### DOCUMENT PASSAGE

◆ ◆ ◆ ◆ ◆

Stability of deuterated amorphous silicon solar cells

• Published in: Journal of non-crystalline solids Vol. 338; pp. 291 - 294
• Main Authors: Munyeme, G., Wells, J.-P.R., van der Meer, L.F.G., Dijkhuis, J.I., van der Weg, W.F., Schropp, R.E.I.
• Format: Journal Article
• Language: English
• Published: Elsevier B.V 15.06.2004
• Subjects: A205; 85.05.Ea; 81.40.−Z; S270; S380
• ISSN: 0022-3093; 1873-4812
• DOI: 10.1016/j.jnoncrysol.2004.02.089

In order to elucidate the microscopic mechanism for the earlier observed enhanced stability of deuterated amorphous silicon solar cells we conducted a side-by-side study of fully deuterated intrinsic layers on crystalline silicon substrates using the free-electron laser facility at Nieuwegein (FELIX) to resonantly excite the Si–D stretching vibration and measure the various relaxation channels available to these modes, and of p-i-n solar cells with identical intrinsic absorber layers on glass/TCO substrates to record the degradation and stabilization of solar cell parameters under prolonged light soaking treatments. From our comparative study it is shown that a-Si:D has a superior resistance against light-induced defect creation as compared to a-Si:H and that this can now be explained in the light of the `H collision model' since the initial step in the process, the release of H, is more likely than that of D. Thus, a natural explanation for the stability as observed in a-Si:D solar cells is provided.

◆ ◆ ◆ ◆ ◆

### DATA SHOWN

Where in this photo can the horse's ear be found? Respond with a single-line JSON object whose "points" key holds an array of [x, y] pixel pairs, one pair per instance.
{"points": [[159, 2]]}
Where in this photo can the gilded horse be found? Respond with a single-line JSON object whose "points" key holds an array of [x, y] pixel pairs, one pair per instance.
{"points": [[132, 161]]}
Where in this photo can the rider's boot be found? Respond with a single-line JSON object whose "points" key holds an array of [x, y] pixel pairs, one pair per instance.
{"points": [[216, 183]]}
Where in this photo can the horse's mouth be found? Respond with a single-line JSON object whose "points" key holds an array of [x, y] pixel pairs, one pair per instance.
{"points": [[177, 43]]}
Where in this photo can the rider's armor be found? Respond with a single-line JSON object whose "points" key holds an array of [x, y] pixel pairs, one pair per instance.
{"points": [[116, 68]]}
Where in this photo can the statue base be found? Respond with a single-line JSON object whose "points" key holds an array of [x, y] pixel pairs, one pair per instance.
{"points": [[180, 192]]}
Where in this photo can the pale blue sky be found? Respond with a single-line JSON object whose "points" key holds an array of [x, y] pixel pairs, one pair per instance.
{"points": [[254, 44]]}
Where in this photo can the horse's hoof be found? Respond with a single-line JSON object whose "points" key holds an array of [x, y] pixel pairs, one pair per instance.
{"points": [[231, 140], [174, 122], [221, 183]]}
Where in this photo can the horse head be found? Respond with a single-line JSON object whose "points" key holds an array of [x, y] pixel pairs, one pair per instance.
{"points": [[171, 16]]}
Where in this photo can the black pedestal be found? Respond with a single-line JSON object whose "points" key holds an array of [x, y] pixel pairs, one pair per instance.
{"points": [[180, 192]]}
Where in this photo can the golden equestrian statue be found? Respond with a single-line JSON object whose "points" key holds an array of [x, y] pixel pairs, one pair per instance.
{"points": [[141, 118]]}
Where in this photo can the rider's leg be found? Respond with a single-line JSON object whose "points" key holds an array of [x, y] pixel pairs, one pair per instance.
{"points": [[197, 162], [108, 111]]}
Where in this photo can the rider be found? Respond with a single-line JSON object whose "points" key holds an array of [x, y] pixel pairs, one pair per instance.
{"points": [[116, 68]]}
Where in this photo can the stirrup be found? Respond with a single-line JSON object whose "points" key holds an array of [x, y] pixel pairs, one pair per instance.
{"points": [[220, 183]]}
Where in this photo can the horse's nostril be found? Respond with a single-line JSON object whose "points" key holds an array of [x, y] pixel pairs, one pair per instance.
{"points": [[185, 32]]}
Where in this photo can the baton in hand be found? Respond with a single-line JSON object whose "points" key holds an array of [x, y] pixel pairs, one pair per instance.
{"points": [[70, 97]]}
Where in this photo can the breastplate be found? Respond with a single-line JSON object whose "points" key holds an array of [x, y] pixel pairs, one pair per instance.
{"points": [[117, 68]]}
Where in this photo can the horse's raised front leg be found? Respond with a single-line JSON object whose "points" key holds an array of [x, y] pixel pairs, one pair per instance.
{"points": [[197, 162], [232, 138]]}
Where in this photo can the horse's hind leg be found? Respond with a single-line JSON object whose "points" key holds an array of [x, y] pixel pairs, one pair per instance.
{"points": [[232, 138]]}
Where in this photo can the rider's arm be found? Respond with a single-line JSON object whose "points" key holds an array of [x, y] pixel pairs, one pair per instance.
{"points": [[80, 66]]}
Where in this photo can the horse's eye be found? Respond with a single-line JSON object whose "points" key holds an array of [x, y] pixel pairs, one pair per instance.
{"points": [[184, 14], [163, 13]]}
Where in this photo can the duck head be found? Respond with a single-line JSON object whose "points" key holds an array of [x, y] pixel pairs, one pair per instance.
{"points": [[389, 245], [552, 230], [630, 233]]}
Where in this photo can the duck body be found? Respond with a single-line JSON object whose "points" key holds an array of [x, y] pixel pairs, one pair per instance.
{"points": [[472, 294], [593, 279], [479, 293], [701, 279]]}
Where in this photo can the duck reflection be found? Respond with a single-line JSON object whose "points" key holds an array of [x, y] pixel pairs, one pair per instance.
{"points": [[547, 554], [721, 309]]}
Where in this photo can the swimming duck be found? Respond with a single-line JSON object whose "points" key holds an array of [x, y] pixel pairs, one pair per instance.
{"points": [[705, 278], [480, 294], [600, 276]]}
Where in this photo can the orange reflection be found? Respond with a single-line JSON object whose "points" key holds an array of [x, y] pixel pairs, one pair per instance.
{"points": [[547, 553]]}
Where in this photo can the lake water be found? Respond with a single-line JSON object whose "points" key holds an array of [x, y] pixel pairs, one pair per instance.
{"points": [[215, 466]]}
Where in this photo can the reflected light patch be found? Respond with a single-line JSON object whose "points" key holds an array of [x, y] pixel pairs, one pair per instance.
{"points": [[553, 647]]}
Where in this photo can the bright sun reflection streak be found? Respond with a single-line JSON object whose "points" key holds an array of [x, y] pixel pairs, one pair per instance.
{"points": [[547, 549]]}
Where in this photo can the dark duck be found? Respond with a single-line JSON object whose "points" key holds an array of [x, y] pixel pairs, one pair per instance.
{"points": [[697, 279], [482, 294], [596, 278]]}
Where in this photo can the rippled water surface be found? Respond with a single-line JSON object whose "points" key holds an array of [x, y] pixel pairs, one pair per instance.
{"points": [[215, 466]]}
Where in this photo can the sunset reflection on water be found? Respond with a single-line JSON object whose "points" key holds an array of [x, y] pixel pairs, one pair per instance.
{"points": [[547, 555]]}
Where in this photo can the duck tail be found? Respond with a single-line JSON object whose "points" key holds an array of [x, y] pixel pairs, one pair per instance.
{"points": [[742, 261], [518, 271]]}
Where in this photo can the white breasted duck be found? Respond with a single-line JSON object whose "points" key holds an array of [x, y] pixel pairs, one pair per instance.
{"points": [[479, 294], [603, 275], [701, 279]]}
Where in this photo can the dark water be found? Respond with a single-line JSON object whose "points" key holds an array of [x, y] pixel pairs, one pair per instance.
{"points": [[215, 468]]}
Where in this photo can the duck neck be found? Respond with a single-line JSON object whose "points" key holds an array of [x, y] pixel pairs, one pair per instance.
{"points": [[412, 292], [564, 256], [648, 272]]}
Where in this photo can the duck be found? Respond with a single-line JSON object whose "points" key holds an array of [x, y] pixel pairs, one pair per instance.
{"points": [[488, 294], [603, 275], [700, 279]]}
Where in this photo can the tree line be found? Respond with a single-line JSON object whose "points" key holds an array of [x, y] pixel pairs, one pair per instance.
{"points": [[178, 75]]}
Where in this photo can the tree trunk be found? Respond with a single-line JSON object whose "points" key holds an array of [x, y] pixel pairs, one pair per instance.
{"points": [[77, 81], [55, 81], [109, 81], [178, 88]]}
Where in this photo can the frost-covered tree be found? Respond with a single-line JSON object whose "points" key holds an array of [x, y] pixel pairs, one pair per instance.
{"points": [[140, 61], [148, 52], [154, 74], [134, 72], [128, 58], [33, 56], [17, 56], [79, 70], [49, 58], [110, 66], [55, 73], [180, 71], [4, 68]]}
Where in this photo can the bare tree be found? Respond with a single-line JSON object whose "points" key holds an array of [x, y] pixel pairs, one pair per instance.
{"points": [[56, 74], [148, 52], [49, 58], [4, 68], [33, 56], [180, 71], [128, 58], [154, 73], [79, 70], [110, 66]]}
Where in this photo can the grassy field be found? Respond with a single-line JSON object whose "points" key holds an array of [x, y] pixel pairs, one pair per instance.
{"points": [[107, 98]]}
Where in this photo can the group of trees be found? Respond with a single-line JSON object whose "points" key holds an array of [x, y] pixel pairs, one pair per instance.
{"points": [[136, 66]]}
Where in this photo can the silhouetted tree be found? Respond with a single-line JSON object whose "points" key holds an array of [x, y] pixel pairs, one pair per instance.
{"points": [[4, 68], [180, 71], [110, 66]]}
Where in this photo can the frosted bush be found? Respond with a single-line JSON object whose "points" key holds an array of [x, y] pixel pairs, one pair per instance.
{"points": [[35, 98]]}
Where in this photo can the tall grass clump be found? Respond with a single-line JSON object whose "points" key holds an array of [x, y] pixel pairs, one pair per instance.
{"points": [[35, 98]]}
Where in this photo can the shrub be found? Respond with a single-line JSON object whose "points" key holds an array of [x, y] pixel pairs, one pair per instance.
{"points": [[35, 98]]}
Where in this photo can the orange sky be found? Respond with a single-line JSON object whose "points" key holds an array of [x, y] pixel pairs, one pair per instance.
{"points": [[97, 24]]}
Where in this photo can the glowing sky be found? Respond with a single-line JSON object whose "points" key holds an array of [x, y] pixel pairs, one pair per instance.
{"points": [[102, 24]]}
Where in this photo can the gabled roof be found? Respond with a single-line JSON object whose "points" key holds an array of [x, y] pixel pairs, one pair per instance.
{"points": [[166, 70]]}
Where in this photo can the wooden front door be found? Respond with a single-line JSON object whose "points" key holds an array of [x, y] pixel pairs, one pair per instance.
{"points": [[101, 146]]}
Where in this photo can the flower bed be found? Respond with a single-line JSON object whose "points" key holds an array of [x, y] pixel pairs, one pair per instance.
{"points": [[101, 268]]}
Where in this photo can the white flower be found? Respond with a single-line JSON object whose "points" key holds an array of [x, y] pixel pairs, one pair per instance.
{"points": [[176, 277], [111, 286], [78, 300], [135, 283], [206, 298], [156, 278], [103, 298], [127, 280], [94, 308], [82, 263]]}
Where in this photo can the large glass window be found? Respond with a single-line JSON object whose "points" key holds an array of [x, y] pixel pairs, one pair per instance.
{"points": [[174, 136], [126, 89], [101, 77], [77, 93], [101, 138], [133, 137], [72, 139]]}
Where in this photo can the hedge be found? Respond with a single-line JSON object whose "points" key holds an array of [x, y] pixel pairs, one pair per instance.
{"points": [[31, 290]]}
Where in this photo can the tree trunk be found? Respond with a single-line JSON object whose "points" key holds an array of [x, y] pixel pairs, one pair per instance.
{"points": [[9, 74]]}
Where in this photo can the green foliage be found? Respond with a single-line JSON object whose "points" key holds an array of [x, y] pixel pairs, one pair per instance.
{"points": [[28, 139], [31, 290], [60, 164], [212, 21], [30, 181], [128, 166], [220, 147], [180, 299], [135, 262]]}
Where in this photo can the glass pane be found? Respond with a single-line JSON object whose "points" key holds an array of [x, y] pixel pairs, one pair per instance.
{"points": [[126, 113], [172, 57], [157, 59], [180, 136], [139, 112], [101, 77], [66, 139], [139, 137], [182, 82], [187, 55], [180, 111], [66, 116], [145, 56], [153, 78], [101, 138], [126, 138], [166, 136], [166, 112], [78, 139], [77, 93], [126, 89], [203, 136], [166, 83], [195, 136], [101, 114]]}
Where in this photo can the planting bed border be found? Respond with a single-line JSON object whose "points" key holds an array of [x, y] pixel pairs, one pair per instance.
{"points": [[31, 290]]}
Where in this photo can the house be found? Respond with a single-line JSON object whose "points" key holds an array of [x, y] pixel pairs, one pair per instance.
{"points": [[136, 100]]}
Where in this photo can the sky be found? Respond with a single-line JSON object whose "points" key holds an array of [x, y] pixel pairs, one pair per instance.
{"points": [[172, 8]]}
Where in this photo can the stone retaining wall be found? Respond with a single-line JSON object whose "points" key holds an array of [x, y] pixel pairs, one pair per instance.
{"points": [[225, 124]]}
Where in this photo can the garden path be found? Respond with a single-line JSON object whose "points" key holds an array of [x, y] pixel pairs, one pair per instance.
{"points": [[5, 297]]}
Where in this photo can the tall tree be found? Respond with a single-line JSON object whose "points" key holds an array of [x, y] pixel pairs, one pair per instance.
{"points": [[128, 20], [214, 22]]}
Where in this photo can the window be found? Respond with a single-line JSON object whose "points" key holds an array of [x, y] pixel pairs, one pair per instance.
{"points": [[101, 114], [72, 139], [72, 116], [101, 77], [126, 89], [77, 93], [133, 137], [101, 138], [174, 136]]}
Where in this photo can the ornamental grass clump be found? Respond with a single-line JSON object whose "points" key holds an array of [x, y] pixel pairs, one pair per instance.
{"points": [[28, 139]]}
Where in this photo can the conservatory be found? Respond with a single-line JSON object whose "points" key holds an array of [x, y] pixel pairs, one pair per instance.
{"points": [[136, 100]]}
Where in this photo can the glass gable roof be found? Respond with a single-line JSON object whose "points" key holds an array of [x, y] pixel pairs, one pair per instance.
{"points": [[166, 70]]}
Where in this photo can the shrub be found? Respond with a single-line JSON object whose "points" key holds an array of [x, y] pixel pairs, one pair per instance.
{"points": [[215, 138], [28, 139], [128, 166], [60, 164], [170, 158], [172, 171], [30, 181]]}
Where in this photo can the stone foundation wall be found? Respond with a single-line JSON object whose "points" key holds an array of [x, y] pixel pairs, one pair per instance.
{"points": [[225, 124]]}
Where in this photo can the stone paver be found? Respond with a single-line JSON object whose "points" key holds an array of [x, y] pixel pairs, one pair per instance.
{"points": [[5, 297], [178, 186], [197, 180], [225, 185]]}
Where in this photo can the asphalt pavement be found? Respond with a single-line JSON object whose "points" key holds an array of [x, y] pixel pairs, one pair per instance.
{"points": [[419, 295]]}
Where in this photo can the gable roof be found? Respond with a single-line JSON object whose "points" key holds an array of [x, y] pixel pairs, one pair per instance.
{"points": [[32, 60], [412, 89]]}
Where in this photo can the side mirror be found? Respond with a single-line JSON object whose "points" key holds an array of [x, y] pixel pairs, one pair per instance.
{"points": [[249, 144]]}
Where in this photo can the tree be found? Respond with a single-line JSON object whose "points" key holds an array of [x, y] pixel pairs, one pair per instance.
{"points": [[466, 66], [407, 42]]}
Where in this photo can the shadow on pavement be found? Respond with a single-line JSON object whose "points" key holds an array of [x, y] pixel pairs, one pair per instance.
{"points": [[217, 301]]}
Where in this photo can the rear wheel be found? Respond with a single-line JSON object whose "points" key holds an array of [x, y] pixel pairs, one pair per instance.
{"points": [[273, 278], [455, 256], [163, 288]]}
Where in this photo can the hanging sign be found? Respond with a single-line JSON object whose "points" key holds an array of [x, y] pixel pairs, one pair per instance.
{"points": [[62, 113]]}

◆ ◆ ◆ ◆ ◆

### CHECK YOUR UNDERSTANDING
• a. List every main author named in the article on deuterated solar cells.
• b. Answer these questions from the article on deuterated solar cells:
(i) In which volume of the journal did the article appear?
(ii) On what substrates were the p-i-n solar cells made?
(iii) Which vibration was resonantly excited with the free-electron laser?
• c. Say whether each statement agrees with the article on deuterated solar cells. Support each answer with the deciding words quoted from it.
(i) Elsevier B.V published the article on 15.06.2004.
(ii) a-Si:H resists light-induced defect creation better than a-Si:D.
(iii) The release of D is more likely than the release of H.

### TASK-BY-TASK SOLUTIONS
• a.
Munyeme, G.
Wells, J.-P.R.
van der Meer, L.F.G.
Dijkhuis, J.I.
van der Weg, W.F.
Schropp, R.E.I.

• b.
(i) Vol. 338
(ii) Glass/TCO substrates
(iii) The Si–D stretching vibration

• c.
(i) Yes: "Published: Elsevier B.V 15.06.2004"
(ii) No: "a-Si:D has a superior resistance against light-induced defect creation as compared to a-Si:H"
(iii) No: "the release of H, is more likely than that of D"